* **Work instructions**:
The expected answer is every line from the material below that has the word "plastic".

* **Data for the task**:
_ _ _ _ _ _ _

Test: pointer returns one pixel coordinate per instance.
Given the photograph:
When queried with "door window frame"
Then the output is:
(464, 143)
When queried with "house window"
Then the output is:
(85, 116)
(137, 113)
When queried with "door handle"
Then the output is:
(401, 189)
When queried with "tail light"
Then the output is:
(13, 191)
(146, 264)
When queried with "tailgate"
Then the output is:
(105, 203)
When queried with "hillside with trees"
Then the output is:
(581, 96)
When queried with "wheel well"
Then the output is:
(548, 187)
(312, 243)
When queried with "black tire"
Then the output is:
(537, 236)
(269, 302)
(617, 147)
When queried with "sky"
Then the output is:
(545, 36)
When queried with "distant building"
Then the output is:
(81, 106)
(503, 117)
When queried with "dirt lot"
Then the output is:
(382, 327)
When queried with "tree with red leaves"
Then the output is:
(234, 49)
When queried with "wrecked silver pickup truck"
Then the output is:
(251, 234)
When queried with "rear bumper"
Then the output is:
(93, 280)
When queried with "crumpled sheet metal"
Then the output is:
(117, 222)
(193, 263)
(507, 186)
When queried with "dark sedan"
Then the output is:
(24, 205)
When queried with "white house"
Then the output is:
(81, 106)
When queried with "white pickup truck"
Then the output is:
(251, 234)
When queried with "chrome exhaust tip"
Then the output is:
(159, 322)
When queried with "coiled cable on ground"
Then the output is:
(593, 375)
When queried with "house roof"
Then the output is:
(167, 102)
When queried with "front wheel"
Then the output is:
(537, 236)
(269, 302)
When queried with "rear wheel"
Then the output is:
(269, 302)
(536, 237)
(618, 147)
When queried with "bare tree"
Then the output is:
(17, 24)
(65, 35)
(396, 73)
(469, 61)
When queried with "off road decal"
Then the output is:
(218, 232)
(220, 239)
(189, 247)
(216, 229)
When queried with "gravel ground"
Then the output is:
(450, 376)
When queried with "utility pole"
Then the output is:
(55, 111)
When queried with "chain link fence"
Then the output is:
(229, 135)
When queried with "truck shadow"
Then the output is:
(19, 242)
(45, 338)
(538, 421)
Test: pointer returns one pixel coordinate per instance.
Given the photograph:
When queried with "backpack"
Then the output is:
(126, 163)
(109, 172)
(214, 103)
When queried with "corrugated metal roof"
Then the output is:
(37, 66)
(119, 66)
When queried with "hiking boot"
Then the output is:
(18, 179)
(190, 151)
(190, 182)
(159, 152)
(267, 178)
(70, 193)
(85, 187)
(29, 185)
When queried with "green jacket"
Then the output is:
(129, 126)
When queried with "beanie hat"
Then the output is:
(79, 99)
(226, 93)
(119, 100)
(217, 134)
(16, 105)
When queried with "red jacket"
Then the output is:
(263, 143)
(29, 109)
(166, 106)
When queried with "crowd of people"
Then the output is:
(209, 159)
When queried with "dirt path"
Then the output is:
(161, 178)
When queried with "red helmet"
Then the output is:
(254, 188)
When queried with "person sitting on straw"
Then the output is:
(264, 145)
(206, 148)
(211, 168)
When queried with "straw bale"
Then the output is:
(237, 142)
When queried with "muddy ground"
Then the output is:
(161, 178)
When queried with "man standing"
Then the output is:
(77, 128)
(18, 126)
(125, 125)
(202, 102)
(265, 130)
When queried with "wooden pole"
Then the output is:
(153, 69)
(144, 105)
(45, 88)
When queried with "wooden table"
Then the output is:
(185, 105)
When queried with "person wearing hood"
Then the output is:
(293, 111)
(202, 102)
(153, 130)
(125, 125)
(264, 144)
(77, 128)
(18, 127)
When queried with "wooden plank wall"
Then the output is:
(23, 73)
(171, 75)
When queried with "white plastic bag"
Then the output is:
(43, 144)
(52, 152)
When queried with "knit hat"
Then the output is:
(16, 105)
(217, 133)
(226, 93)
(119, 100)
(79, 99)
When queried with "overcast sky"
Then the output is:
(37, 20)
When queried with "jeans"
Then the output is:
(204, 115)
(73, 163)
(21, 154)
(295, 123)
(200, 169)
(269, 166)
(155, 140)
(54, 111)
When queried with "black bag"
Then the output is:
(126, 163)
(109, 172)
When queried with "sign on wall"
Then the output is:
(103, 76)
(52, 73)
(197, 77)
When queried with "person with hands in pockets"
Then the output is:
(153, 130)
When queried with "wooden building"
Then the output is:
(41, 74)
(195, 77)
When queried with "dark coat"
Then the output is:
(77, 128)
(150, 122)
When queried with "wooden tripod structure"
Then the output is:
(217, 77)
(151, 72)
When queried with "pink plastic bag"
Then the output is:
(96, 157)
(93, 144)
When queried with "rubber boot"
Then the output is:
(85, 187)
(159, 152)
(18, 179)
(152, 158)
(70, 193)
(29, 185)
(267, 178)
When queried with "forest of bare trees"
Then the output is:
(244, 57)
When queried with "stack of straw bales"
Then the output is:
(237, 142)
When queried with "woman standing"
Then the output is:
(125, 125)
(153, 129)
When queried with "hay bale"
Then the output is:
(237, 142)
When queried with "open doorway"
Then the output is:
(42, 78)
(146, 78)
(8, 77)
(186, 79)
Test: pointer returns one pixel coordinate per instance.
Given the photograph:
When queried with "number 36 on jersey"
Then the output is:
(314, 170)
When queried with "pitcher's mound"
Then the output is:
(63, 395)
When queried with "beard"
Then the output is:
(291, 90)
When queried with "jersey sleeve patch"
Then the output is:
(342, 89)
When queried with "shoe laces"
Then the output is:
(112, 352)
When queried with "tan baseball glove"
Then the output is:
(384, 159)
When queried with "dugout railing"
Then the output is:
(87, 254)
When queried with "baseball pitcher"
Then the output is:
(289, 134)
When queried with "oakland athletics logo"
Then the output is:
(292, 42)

_ _ _ _ _ _ _

* **Expected output**:
When queried with "white plastic bag"
When queried with "pink plastic bag"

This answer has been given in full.